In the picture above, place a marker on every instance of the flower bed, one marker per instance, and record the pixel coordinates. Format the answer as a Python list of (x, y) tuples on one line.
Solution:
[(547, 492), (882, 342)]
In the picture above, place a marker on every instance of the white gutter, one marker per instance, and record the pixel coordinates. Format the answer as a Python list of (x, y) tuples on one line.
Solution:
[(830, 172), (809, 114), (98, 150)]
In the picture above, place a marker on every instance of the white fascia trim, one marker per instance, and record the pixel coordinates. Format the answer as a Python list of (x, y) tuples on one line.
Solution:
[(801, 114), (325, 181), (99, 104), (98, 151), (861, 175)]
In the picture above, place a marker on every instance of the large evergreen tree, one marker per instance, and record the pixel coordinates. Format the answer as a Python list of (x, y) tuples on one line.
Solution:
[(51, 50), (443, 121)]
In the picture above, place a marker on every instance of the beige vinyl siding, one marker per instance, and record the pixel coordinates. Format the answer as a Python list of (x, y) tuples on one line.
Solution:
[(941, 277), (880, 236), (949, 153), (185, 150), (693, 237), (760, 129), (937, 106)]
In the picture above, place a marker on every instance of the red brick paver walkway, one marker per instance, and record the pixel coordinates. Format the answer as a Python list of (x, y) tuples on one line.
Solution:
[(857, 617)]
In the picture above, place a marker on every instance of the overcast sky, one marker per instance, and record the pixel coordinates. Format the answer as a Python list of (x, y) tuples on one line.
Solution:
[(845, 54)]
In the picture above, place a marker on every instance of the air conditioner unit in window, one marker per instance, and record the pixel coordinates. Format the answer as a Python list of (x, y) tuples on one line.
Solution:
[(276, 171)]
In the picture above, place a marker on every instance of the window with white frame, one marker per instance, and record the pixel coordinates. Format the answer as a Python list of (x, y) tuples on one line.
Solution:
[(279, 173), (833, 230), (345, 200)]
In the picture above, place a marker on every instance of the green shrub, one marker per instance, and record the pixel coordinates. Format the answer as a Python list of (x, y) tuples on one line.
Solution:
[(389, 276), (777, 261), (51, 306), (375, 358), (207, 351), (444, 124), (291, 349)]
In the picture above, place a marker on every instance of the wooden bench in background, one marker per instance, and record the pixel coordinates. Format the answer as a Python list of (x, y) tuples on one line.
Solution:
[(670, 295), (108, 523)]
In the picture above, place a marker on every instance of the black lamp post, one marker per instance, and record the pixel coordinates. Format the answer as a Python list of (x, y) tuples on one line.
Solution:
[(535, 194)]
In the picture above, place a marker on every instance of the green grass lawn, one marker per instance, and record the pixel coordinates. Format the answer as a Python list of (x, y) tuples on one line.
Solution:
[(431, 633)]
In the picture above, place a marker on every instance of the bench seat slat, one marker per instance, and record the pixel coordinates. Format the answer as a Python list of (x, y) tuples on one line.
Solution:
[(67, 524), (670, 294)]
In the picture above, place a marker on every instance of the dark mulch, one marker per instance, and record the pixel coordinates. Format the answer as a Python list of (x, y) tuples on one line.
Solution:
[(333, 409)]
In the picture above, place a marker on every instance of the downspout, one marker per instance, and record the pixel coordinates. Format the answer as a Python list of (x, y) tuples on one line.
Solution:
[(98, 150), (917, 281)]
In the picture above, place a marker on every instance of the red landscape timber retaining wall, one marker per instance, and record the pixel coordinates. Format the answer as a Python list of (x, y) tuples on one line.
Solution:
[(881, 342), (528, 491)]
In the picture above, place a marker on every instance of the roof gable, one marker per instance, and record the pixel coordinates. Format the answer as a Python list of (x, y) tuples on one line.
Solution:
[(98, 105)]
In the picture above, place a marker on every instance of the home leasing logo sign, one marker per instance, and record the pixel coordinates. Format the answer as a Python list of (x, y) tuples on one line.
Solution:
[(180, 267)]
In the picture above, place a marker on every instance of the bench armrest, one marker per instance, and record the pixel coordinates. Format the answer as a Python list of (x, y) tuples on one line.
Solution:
::::
### WORK TASK
The string "window" appears in some lines of the material. Report how many, and nothing more.

### THE COMPLETED TASK
2